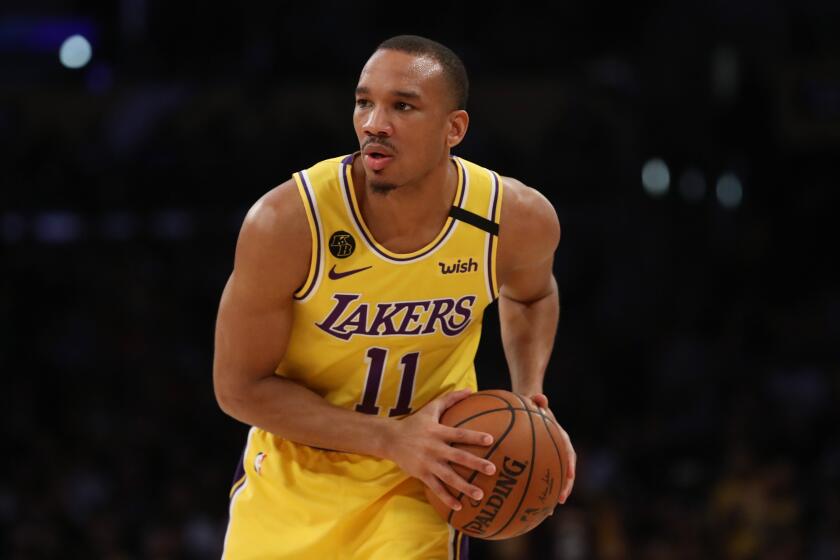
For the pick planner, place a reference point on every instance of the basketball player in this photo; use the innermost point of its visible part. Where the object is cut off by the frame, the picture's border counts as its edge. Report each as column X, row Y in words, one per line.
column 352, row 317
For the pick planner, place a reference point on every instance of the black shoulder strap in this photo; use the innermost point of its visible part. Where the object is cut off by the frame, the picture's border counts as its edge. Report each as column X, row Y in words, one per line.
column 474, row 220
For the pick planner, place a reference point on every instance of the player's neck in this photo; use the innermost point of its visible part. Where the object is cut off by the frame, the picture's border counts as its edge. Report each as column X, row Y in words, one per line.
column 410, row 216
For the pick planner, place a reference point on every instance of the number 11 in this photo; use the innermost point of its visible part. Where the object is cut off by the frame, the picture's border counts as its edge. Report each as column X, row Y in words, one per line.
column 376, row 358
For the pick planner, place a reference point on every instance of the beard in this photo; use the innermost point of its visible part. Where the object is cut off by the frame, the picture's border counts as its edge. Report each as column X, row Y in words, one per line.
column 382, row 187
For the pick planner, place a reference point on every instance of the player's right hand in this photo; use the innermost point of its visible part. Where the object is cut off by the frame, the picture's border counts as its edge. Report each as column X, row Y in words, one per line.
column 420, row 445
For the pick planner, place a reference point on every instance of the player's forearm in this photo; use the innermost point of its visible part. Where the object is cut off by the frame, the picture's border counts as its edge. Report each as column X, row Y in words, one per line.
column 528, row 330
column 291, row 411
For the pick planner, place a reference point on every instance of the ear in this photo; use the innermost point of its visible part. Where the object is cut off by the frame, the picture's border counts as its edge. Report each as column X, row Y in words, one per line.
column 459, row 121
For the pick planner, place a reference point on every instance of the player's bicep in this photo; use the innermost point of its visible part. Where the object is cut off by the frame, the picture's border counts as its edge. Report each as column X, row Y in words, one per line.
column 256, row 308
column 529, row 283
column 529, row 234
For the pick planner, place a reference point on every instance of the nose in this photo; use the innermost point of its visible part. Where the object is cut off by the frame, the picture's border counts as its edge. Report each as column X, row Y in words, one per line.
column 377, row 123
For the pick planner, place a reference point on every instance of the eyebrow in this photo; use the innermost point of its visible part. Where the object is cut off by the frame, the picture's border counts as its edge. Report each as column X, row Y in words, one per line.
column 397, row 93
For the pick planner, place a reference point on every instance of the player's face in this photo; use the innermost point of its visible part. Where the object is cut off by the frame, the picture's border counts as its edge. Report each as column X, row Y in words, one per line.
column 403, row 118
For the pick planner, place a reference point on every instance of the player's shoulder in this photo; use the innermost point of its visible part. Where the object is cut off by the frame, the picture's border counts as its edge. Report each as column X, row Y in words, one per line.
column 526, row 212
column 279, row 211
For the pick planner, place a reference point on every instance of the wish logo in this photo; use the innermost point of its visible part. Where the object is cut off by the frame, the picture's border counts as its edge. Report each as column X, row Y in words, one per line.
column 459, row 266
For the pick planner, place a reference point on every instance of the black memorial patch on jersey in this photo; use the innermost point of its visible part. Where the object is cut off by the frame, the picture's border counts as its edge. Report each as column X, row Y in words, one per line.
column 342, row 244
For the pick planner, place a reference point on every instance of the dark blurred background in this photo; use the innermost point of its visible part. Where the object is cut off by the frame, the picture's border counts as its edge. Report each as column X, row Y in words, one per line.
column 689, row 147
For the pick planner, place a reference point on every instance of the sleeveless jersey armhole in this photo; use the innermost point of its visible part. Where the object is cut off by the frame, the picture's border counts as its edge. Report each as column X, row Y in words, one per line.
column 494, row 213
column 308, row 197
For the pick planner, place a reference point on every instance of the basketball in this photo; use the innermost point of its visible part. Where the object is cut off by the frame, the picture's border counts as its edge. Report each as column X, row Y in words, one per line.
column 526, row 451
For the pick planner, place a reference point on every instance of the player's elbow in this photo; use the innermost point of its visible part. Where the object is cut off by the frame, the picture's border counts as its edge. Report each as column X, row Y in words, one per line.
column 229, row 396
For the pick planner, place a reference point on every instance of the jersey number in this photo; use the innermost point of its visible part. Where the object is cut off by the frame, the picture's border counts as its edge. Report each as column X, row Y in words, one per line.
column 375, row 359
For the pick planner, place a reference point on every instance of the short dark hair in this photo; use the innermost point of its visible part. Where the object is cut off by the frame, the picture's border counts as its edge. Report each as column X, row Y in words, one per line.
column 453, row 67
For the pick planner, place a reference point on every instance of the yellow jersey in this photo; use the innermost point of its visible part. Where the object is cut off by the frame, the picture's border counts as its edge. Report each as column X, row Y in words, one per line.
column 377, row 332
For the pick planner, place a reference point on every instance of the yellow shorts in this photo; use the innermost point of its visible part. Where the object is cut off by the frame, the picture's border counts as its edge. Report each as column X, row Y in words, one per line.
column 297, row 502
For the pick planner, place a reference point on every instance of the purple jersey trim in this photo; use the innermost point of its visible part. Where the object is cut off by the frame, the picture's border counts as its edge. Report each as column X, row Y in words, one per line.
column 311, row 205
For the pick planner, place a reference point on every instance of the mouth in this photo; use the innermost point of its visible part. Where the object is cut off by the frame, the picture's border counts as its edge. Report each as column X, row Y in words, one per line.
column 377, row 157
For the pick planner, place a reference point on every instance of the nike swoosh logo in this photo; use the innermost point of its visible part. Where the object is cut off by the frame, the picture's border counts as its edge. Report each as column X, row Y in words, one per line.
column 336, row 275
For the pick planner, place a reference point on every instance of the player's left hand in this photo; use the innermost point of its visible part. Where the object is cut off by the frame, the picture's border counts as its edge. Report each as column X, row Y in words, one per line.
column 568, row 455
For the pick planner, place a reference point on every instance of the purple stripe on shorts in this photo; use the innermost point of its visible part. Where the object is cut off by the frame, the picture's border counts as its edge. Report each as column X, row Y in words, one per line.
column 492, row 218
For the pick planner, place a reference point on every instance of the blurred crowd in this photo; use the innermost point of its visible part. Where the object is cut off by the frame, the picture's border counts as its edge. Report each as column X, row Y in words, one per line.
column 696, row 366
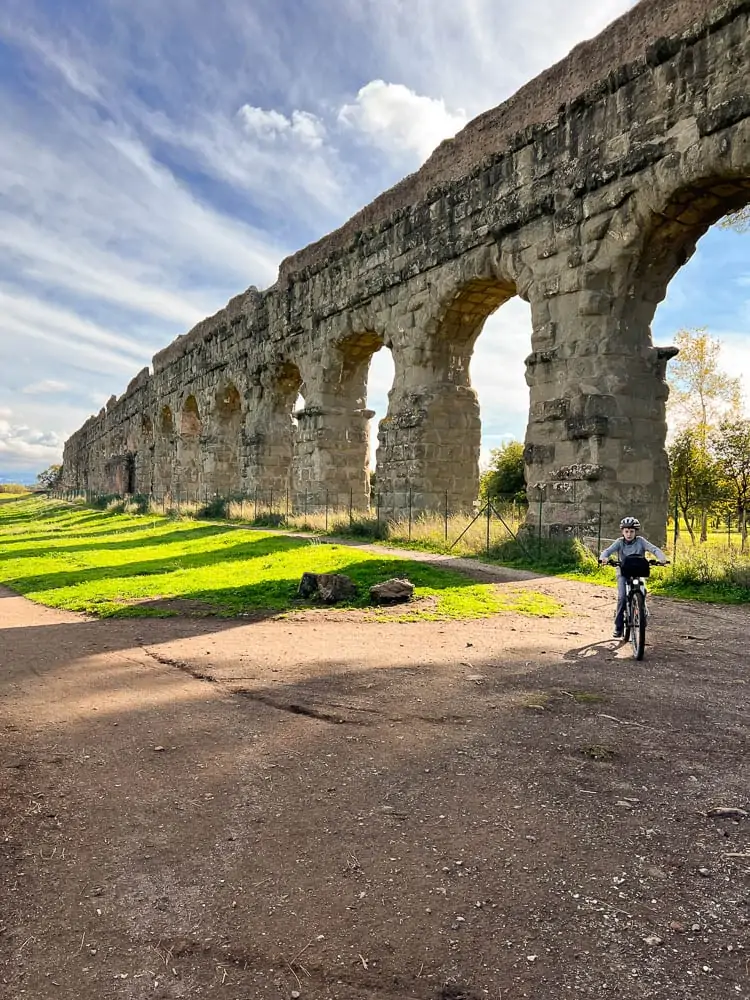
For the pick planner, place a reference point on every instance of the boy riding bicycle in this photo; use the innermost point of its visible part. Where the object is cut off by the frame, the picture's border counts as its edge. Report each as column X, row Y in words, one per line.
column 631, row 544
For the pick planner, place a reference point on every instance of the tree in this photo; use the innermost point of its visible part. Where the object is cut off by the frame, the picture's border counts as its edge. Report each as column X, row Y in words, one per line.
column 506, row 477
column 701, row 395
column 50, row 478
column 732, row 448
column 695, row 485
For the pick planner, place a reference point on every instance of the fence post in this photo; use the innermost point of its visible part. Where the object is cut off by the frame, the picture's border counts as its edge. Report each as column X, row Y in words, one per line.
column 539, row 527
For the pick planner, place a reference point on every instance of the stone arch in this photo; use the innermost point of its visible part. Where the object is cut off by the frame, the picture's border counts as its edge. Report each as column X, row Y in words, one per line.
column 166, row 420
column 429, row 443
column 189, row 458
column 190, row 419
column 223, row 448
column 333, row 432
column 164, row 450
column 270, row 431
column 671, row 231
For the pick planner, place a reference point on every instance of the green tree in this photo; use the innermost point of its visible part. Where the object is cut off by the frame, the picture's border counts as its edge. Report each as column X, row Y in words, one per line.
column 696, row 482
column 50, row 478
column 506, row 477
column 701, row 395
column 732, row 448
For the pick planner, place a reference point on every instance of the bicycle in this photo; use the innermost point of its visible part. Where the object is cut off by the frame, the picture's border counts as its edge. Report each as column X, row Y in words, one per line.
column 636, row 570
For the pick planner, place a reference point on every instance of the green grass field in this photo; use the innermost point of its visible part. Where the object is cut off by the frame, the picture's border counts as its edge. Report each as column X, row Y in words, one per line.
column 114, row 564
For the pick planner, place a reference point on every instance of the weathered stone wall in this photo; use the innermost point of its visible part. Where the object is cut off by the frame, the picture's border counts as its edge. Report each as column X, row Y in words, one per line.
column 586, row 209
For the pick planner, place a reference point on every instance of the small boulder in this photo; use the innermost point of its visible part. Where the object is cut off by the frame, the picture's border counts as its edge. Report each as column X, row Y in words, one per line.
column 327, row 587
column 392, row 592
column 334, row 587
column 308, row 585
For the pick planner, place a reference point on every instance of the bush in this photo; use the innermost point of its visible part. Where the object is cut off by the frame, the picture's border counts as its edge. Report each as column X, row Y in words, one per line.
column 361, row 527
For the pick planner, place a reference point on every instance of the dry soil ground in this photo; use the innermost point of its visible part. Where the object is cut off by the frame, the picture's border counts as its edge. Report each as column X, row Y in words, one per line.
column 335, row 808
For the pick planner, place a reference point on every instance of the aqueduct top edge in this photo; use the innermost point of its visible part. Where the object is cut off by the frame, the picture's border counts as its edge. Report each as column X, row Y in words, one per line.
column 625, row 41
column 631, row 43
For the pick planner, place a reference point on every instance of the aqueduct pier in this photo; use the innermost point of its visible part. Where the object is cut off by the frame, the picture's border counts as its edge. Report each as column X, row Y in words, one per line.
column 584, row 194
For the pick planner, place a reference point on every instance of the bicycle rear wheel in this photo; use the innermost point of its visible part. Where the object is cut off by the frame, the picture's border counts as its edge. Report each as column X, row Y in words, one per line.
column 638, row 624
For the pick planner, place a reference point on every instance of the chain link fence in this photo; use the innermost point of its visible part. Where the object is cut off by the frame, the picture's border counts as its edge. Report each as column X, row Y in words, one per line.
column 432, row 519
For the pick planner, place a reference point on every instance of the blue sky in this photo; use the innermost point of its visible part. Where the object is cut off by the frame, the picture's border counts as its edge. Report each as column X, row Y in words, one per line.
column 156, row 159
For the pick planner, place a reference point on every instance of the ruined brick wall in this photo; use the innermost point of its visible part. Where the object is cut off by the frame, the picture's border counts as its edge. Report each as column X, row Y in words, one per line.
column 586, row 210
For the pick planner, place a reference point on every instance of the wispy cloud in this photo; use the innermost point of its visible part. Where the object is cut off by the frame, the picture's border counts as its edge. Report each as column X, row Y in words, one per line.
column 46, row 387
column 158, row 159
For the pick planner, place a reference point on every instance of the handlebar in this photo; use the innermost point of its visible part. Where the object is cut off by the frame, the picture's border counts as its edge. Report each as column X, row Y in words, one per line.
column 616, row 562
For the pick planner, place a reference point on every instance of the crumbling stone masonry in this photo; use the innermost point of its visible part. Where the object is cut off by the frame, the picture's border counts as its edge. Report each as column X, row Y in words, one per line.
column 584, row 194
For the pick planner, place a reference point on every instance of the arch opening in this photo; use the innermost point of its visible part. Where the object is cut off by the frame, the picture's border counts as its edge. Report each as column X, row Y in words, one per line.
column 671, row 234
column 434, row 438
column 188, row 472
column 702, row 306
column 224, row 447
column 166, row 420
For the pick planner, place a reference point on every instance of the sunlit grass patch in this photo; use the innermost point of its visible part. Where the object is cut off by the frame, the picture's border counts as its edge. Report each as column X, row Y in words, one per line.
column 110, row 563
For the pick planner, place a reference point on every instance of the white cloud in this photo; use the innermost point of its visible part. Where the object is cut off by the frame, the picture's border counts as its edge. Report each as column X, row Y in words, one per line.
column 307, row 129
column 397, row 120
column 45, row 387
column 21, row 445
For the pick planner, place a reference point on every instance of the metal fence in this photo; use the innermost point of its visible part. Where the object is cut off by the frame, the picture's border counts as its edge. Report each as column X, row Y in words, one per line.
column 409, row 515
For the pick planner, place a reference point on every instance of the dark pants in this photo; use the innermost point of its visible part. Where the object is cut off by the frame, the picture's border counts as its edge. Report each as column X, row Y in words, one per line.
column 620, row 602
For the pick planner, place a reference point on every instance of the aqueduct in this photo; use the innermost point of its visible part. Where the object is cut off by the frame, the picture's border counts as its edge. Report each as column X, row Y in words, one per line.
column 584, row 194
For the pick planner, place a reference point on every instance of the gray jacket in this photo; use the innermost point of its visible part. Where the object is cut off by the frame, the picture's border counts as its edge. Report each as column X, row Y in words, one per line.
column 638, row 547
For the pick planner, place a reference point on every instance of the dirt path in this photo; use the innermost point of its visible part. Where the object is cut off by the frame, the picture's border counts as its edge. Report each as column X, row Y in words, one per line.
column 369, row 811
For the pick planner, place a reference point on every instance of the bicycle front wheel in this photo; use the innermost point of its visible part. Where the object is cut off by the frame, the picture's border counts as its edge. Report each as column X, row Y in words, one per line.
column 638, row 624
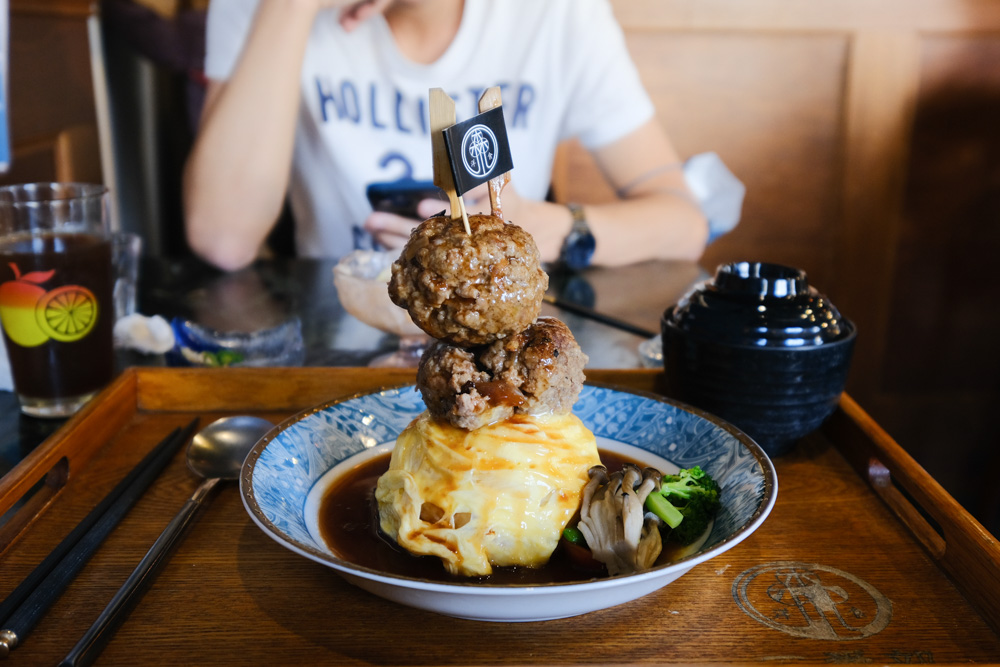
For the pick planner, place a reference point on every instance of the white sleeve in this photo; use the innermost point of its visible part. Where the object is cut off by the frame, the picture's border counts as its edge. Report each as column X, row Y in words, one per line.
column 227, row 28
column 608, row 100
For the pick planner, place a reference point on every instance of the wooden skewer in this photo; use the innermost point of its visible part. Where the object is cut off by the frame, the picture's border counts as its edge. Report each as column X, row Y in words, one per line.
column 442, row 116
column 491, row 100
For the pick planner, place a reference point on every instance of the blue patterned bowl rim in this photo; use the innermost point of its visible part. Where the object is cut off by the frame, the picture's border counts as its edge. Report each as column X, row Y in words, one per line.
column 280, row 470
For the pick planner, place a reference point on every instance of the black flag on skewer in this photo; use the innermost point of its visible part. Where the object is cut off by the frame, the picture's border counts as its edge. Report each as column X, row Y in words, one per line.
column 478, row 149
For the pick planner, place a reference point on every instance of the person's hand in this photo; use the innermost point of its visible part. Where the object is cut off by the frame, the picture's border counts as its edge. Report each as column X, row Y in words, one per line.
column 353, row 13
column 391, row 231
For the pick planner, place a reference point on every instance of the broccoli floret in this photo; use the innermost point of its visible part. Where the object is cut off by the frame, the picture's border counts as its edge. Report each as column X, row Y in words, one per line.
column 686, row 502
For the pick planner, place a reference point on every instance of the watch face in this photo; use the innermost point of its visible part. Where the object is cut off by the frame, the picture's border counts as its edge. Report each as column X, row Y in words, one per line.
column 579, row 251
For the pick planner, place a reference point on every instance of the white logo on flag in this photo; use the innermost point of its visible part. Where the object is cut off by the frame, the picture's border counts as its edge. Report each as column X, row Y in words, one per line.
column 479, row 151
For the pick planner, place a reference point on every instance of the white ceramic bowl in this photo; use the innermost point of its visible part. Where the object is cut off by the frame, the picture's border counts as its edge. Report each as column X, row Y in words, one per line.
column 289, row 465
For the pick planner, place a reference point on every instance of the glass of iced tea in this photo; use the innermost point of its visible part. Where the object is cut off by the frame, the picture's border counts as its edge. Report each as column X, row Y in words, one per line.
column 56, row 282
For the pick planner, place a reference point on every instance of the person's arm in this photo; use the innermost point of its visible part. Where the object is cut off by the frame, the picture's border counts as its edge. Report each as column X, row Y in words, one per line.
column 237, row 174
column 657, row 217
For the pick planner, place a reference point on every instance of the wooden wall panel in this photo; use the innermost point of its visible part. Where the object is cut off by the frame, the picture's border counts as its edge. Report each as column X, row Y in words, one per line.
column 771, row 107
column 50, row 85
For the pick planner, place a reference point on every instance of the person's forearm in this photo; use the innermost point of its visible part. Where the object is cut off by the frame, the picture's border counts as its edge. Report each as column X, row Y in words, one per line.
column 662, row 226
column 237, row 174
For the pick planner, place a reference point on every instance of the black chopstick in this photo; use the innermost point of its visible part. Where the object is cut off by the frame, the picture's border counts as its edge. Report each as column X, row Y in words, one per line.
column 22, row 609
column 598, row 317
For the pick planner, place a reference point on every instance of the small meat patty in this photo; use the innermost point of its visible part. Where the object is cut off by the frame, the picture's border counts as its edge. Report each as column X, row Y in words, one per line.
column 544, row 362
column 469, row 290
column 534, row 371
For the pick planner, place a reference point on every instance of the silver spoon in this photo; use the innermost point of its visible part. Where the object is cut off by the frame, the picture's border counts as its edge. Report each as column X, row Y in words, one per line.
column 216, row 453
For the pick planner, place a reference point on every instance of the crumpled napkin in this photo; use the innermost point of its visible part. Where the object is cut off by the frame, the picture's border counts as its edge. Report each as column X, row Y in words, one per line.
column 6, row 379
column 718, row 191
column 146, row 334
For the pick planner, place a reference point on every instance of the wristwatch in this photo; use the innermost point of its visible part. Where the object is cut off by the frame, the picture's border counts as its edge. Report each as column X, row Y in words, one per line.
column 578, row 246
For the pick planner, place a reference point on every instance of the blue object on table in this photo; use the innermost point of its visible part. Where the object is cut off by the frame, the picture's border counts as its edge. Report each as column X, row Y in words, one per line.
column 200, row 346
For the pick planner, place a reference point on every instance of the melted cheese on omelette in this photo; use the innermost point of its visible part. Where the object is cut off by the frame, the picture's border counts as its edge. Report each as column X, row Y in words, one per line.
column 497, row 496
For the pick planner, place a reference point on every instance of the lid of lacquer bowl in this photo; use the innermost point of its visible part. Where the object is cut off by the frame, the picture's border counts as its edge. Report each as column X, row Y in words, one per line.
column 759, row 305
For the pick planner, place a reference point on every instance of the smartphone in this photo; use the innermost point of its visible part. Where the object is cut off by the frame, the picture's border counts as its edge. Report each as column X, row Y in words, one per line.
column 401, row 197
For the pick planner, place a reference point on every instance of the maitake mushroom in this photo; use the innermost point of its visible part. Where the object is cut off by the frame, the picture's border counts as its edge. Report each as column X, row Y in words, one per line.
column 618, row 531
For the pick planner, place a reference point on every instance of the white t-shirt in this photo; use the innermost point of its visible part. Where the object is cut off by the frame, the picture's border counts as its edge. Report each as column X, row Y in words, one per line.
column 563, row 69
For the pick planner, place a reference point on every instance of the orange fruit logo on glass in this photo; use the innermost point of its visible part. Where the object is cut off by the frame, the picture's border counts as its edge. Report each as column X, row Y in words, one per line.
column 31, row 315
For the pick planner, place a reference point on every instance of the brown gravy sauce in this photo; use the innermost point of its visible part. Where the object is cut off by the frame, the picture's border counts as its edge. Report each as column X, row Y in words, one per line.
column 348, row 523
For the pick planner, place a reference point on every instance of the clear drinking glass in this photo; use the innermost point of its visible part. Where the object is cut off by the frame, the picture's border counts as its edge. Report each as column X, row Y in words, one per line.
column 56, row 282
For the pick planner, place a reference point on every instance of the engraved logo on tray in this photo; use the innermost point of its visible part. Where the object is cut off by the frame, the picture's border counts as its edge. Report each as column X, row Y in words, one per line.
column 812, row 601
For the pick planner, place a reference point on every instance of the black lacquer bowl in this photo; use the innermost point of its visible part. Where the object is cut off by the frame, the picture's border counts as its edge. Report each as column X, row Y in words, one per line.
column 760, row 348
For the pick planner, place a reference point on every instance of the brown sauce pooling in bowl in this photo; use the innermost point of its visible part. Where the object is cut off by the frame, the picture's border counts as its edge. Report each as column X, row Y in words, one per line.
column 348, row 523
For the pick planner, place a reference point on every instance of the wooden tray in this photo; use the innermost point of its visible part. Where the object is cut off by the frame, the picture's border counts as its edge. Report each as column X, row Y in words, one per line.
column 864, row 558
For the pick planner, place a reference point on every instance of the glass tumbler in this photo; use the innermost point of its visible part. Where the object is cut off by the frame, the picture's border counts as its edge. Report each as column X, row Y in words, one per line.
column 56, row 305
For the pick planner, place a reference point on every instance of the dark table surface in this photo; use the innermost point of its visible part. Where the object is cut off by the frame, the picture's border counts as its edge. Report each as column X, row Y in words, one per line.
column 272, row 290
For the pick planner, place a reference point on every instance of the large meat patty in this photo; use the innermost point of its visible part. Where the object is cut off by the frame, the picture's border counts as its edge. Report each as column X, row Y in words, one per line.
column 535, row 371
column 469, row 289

# [Stated problem]
Set down, unchanged, the line that contains "the dark table" together with every later line in the records, through the last one.

# [Task solution]
For the pick planner, place a reference point on every instance of the dark table surface in this photo; use the innermost point of its visible part. Where the object is cut off by the frame, the picture's border counts as its edge. Report each as column X, row Y in words, one per line.
column 272, row 290
For the pick planner, place a reference point on every instance of the large meat patty in this photo; use the innermost point of its visible part. Where the object is cut off by the frame, the picture's border counts as its edge. Report each as column X, row Y in words, one per line.
column 535, row 371
column 469, row 289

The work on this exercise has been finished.